*PROBLEM*:
Your answer must be every line below, repeated exactly.

***** DATA SHOWN

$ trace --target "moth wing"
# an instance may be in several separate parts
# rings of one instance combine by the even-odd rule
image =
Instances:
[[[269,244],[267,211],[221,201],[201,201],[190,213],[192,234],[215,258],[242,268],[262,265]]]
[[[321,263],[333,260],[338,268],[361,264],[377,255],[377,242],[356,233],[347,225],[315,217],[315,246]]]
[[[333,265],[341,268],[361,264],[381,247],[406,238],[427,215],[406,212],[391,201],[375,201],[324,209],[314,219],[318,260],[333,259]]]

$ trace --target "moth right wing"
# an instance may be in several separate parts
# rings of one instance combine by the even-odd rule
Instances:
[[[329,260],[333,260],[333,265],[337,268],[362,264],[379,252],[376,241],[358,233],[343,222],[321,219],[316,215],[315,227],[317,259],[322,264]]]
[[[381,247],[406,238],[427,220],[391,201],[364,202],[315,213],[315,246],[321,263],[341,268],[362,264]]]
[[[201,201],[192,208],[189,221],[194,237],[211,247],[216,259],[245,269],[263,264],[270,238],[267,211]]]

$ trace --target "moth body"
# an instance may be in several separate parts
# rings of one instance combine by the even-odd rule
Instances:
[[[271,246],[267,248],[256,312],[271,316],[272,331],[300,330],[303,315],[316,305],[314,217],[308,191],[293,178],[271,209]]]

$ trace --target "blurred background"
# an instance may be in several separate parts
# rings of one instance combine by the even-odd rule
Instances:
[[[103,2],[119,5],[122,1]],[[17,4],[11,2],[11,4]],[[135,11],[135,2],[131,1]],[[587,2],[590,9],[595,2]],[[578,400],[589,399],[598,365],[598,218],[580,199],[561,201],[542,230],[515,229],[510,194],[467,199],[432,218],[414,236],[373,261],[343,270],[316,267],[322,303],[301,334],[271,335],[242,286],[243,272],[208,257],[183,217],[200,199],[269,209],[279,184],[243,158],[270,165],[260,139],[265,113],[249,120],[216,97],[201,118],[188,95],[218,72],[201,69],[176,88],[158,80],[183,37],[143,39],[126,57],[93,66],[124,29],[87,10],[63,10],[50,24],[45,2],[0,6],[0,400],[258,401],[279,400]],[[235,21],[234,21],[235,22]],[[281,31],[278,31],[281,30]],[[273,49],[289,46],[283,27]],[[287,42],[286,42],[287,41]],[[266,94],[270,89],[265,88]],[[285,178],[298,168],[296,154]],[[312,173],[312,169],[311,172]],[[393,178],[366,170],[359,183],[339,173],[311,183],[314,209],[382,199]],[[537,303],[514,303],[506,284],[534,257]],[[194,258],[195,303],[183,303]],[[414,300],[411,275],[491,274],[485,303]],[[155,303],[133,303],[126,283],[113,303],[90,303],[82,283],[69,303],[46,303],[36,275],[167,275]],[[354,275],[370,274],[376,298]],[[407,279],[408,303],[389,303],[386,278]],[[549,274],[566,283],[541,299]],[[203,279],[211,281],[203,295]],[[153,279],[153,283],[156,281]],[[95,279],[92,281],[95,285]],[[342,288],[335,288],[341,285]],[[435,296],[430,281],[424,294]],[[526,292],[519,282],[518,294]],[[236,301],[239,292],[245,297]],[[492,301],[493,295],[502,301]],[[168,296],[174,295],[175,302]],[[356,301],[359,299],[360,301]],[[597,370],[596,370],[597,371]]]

**********

*SOLVED EXERCISE*:
$ trace --target "moth wing"
# an instance may be in several separate parts
# rings of one instance combine by the even-odd rule
image =
Instances:
[[[269,244],[267,211],[221,201],[201,201],[190,213],[192,234],[215,258],[242,268],[262,265]]]
[[[321,263],[333,260],[338,268],[361,264],[377,255],[377,242],[356,233],[347,225],[315,217],[315,246]]]
[[[333,265],[341,268],[361,264],[381,247],[406,238],[427,215],[406,212],[391,201],[375,201],[324,209],[314,219],[318,260],[333,259]]]

$ trace --target "moth right wing"
# an instance may be in several separate parts
# rings of one instance combine by the even-odd rule
Instances:
[[[329,260],[333,260],[333,265],[337,268],[362,264],[379,252],[376,241],[358,233],[343,222],[321,219],[316,215],[315,227],[317,259],[322,264]]]
[[[381,247],[406,238],[427,220],[391,201],[364,202],[315,213],[315,246],[321,263],[341,268],[362,264]]]
[[[201,201],[192,208],[189,221],[194,237],[211,247],[216,259],[245,269],[263,264],[270,238],[267,211]]]

$ trace --target "moth body"
# an instance may be in several separate parts
# rings of one instance combine by the even-odd rule
Instances:
[[[271,246],[267,248],[256,312],[271,316],[272,331],[300,330],[303,315],[316,305],[314,217],[308,191],[293,178],[271,209]]]

$ trace --target "blurred background"
# an instance may be in several separate parts
# rings of one instance combine by the even-odd rule
Instances:
[[[103,2],[119,5],[122,1]],[[17,4],[11,2],[11,4]],[[135,11],[135,2],[131,1]],[[587,2],[590,9],[595,2]],[[578,400],[589,399],[598,365],[598,218],[580,199],[561,201],[542,230],[515,229],[510,194],[467,199],[432,218],[414,236],[373,261],[343,270],[316,267],[322,303],[301,334],[271,335],[242,286],[243,272],[208,257],[183,217],[200,199],[269,209],[279,184],[243,158],[270,165],[260,139],[265,113],[249,120],[216,97],[201,118],[188,95],[218,72],[201,69],[176,88],[158,80],[183,37],[143,39],[126,57],[93,66],[124,29],[87,10],[63,10],[50,24],[45,2],[0,6],[0,400],[258,401],[279,400]],[[235,21],[234,21],[235,22]],[[281,31],[278,31],[281,30]],[[273,49],[289,46],[283,27]],[[287,42],[286,42],[287,41]],[[266,94],[270,89],[265,88]],[[285,178],[298,168],[296,154]],[[312,173],[312,169],[311,172]],[[393,178],[366,170],[359,183],[339,173],[311,183],[314,209],[382,199]],[[537,303],[514,303],[506,284],[534,257]],[[194,258],[195,303],[183,303]],[[414,300],[411,275],[491,274],[485,303]],[[155,303],[133,303],[126,283],[113,303],[90,303],[82,283],[69,303],[46,303],[36,275],[167,275]],[[354,275],[370,274],[376,298]],[[407,279],[408,303],[389,303],[386,278]],[[549,274],[566,283],[541,299]],[[203,279],[211,281],[203,295]],[[153,279],[153,283],[156,281]],[[95,279],[92,281],[95,285]],[[342,288],[335,288],[341,285]],[[435,296],[430,281],[424,294]],[[526,292],[519,282],[518,294]],[[236,301],[239,292],[245,297]],[[492,301],[493,295],[502,301]],[[168,296],[174,295],[175,302]],[[356,301],[359,299],[360,301]],[[597,370],[596,370],[597,371]]]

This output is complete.